**DIRECTIONS FOR THIS TASK**. Could you print all the entries exactly?

Dataset items:
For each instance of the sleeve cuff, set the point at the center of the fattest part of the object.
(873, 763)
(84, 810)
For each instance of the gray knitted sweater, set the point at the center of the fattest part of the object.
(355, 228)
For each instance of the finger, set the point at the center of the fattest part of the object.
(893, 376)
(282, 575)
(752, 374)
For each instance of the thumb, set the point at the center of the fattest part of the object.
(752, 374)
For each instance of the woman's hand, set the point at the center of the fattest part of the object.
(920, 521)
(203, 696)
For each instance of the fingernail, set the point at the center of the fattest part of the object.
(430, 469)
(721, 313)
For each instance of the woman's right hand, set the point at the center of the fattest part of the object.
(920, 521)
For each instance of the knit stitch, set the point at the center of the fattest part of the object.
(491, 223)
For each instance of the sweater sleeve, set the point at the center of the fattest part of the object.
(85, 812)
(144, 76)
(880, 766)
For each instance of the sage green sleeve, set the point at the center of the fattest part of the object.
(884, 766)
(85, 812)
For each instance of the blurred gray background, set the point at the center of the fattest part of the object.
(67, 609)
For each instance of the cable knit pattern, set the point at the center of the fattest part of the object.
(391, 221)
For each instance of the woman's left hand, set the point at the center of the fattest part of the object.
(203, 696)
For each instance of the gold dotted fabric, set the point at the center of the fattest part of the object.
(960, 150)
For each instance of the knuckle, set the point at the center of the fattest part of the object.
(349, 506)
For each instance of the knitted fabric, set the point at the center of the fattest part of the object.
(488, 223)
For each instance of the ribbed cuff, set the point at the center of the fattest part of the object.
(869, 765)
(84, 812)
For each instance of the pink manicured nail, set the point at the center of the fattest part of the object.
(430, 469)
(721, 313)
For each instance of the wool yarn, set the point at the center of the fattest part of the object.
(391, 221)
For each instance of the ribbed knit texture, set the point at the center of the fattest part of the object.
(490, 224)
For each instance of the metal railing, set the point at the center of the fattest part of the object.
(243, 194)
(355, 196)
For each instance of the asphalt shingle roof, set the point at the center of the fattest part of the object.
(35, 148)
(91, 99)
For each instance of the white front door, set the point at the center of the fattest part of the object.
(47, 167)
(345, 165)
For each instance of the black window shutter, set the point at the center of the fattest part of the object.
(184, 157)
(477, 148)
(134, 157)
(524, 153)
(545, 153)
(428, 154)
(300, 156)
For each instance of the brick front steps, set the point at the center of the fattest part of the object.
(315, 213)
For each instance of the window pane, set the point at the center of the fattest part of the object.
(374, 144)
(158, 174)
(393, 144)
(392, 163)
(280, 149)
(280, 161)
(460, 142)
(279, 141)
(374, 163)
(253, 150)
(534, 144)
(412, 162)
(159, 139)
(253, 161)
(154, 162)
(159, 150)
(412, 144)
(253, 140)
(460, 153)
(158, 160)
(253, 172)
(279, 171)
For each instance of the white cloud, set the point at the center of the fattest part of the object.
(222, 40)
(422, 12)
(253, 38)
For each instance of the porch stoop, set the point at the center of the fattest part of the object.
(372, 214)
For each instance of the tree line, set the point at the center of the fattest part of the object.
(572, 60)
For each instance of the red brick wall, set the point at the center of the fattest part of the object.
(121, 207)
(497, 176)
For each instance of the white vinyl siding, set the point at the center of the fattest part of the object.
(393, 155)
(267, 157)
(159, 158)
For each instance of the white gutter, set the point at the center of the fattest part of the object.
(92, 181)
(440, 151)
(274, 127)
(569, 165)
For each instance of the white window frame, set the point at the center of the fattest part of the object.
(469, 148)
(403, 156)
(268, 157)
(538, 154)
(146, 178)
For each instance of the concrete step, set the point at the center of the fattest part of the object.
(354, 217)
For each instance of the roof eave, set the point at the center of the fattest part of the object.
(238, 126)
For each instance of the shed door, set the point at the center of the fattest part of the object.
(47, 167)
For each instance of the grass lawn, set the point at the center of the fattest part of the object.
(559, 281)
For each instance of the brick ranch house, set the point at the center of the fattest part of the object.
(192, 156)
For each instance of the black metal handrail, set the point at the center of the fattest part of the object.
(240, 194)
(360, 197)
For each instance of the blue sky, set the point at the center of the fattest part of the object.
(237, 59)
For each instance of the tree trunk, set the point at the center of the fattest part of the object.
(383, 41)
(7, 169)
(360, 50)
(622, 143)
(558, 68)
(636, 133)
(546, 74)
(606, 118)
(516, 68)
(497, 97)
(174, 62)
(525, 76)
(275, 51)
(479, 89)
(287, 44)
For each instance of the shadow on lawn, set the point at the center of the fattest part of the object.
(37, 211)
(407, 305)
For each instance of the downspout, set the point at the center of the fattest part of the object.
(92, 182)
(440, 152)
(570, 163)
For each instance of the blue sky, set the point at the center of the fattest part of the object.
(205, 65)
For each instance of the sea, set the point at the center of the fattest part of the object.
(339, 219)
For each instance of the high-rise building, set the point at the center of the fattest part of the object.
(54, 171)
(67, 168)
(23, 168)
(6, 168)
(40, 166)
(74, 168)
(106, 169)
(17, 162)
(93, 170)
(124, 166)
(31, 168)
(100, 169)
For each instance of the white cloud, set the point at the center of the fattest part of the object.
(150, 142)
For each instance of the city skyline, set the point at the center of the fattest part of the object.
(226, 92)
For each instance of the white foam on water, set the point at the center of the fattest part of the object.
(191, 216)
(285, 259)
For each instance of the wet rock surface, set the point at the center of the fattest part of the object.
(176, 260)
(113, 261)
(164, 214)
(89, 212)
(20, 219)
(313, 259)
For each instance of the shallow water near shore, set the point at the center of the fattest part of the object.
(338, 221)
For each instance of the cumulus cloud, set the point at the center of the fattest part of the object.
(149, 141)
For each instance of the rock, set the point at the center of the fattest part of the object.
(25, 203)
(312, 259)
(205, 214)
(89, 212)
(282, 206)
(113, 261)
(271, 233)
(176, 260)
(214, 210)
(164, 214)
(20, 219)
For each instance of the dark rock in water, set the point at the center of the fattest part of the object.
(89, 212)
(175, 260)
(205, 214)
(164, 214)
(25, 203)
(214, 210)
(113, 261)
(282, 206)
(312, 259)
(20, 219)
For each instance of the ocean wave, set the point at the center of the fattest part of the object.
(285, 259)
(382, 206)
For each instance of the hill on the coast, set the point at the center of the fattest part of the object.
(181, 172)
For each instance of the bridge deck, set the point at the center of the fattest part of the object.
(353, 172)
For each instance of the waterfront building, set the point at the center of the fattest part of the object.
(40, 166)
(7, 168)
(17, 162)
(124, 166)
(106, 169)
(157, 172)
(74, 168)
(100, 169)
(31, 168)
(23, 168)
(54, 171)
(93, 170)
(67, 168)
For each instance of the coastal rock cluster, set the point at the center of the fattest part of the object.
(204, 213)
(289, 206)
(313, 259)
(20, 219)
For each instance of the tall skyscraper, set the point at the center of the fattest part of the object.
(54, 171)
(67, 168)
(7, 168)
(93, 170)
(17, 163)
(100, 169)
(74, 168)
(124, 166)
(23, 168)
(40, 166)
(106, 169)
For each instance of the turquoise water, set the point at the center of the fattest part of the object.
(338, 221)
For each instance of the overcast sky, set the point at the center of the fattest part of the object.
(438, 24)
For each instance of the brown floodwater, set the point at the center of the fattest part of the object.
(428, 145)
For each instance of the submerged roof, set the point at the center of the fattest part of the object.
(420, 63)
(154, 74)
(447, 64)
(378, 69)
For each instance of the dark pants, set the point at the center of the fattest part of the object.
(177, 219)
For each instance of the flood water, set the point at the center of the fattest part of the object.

**WORKED SOLUTION**.
For each instance of the sleeve cuff, set the point at the center of the fattest part of the object.
(873, 763)
(84, 810)
For each instance of the gray knitted sweater, set the point at the center of the fattest part of the object.
(355, 228)
For each instance of the finger, set the point at the center of the fattest part of the object.
(893, 376)
(282, 575)
(752, 374)
For each instance of the thumb, set the point at the center of the fattest part of the object.
(752, 374)
For each instance of the woman's hand, set the point at the center of the fattest part of the object.
(920, 521)
(203, 696)
For each instance of the fingernail, set the point at the center of the fattest part of the object.
(430, 469)
(721, 313)
For each instance of the woman's right hand, set the point at the center of the fattest part of the object.
(920, 521)
For each instance of the knit stitch, set the point at the center of the fattest part of the object.
(491, 223)
For each instance of the sweater sleeve, set the point at the center of the fattest part of the object.
(85, 812)
(144, 76)
(880, 766)
For each instance of the sage green sleeve, set the point at the center of the fattest part of the object.
(884, 766)
(85, 812)
For each instance of the blurred gray background, set the point at the center of the fattest part of the object.
(67, 609)
For each instance of the cable knit pattern, set the point at the center of the fattest part of the object.
(391, 221)
For each instance of the woman's left hand, set the point at the center of the fattest part of the object.
(203, 696)
For each instance of the gold dotted fabric, set the point at the center of the fattest part of the object.
(960, 150)
For each instance of the knuckle, set the point at the center of the fattest part of the object.
(349, 506)
For each instance of the knitted fabric, set the point at the center of the fattest part of the object.
(488, 223)
For each instance of the ribbed cuff, set the point at the center of the fattest part of the object.
(869, 765)
(84, 812)
For each instance of the pink manicured nail, set the point at the center of the fattest part of the object.
(430, 469)
(721, 313)
For each instance of the wool yarn, set the point at the center of the fattest part of the object.
(391, 221)
For each instance of the ribbed knit texture, set the point at the center of the fattest part of the object.
(490, 224)
For each instance of the metal railing, set the point at the center of the fattest part of the object.
(243, 194)
(355, 196)
For each instance of the asphalt shingle roof, set the point at the center of the fattest part of the object.
(35, 148)
(91, 99)
For each instance of the white front door, set the point at the center of the fattest part of the object.
(47, 167)
(345, 165)
For each instance of the black window shutter, set the point at the center of the fattest part of the object.
(184, 157)
(477, 148)
(134, 157)
(524, 153)
(545, 153)
(428, 154)
(300, 156)
For each instance of the brick front steps, set the point at the center of the fattest part of the object.
(315, 213)
For each instance of the window pane, set the point at the center of the fattest part of the object.
(374, 144)
(158, 174)
(393, 144)
(392, 163)
(280, 149)
(280, 161)
(460, 142)
(279, 141)
(374, 163)
(253, 150)
(534, 144)
(412, 162)
(159, 139)
(253, 161)
(154, 162)
(159, 150)
(412, 144)
(253, 140)
(460, 153)
(158, 160)
(253, 172)
(279, 171)
For each instance of the white cloud, set the point at the center of the fattest part of the object.
(222, 40)
(422, 12)
(253, 38)
For each instance of the porch stoop, set the point at the center of the fattest part of the object.
(372, 214)
For each instance of the tree line, set the point at the center of the fattest part of the object.
(572, 60)
For each instance of the red brick wall, set the point at the center of the fattest part of the object.
(121, 207)
(497, 176)
For each instance of the white vinyl siding, set the point at the center of the fattest part of the object.
(393, 155)
(267, 157)
(159, 158)
For each instance of the white gutter, set the point at the center of the fattest part of the object.
(92, 181)
(440, 151)
(274, 127)
(569, 165)
For each instance of the white window frame, set the point at the center of the fattest part of the object.
(469, 148)
(403, 156)
(268, 157)
(538, 154)
(146, 178)
For each instance of the concrete step, set the point at the center of the fattest part of the object.
(354, 217)
For each instance of the roof eave, set the point at the center of the fattest part of the object.
(238, 126)
For each instance of the shed door, set the point at the center of the fattest part of the object.
(47, 167)
For each instance of the grass lawn, set the point at the center of the fattest part of the object.
(559, 281)
For each instance of the brick ranch house, set the point at the center of the fattest part of the object.
(192, 156)
For each instance of the black metal handrail, set the point at the center of the fattest part of the object.
(240, 194)
(360, 197)
For each instance of the blue sky, set the point at the center of the fattest part of the object.
(237, 59)
For each instance of the tree trunk, set the point at the center of the fattest part of the object.
(383, 41)
(7, 169)
(360, 50)
(622, 143)
(558, 68)
(636, 133)
(546, 74)
(606, 118)
(516, 68)
(497, 97)
(174, 62)
(525, 76)
(275, 51)
(479, 89)
(287, 44)
For each instance of the shadow on lawn, set the point at the center of the fattest part of the object.
(37, 211)
(407, 305)
For each instance of the downspout, set the point at the center of the fattest part of the object.
(92, 182)
(440, 152)
(570, 163)
For each instance of the blue sky, set the point at the center of the fattest part of the object.
(205, 65)
For each instance of the sea, set the point at the center of the fattest part of the object.
(339, 219)
For each instance of the high-rise building, set the point at the center of the fattest part of the object.
(54, 171)
(67, 168)
(23, 168)
(6, 168)
(40, 166)
(74, 168)
(106, 169)
(17, 162)
(93, 170)
(124, 166)
(31, 168)
(100, 169)
For each instance of the white cloud, set the point at the center of the fattest part of the object.
(150, 142)
For each instance of the city skyline, set the point at the center of the fattest part of the object.
(226, 92)
For each instance of the white foam on water, set the point at the center of the fattest part of the object.
(191, 216)
(285, 259)
For each instance of the wet rock surface, set the point at the center of the fattest part of the object.
(176, 260)
(113, 261)
(164, 214)
(89, 212)
(20, 219)
(313, 259)
For each instance of the shallow water near shore, set the point at the center of the fattest part of the object.
(338, 221)
For each instance of the cumulus cloud, set the point at the center of the fattest part of the object.
(149, 141)
For each instance of the rock, set the point at the center of the fattest part of the object.
(25, 203)
(312, 259)
(205, 214)
(89, 212)
(282, 206)
(113, 261)
(271, 233)
(176, 260)
(214, 210)
(164, 214)
(20, 219)
For each instance of the dark rock in water, set the point at the center of the fattest part of the object.
(89, 212)
(175, 260)
(205, 214)
(164, 214)
(25, 203)
(214, 210)
(113, 261)
(282, 206)
(312, 259)
(20, 219)
For each instance of the ocean wave, set the point at the center of the fattest part of the object.
(285, 259)
(382, 206)
For each instance of the hill on the coast, set the point at the center of the fattest part of the object.
(181, 172)
For each instance of the bridge deck, set the point at the center of the fattest part of the object.
(353, 172)
For each instance of the waterfront building, set the point at the center of the fattest part of the object.
(40, 166)
(7, 168)
(17, 162)
(124, 166)
(106, 169)
(157, 172)
(74, 168)
(100, 169)
(31, 168)
(23, 168)
(54, 171)
(93, 170)
(67, 168)
For each instance of the coastal rock cluster, set the point at the center of the fattest part of the object.
(204, 213)
(289, 206)
(313, 259)
(20, 219)
For each instance of the tall skyscraper, set the point at the center of the fattest part of the object.
(54, 171)
(67, 168)
(7, 168)
(93, 170)
(17, 163)
(100, 169)
(74, 168)
(124, 166)
(23, 168)
(40, 166)
(106, 169)
For each instance of the turquoise water, set the point at the center of the fattest part of the object.
(338, 221)
For each instance of the overcast sky, set the point at the center of the fattest part of the object.
(438, 24)
For each instance of the brown floodwater, set the point at the center of the fattest part of the object.
(428, 145)
For each instance of the submerged roof, set the point at the center of the fattest part of the object.
(420, 63)
(154, 74)
(447, 64)
(378, 69)
For each instance of the dark pants, set the point at the center of the fattest part of the object.
(177, 219)
For each instance of the flood water, set the point at the center of the fattest part of the object.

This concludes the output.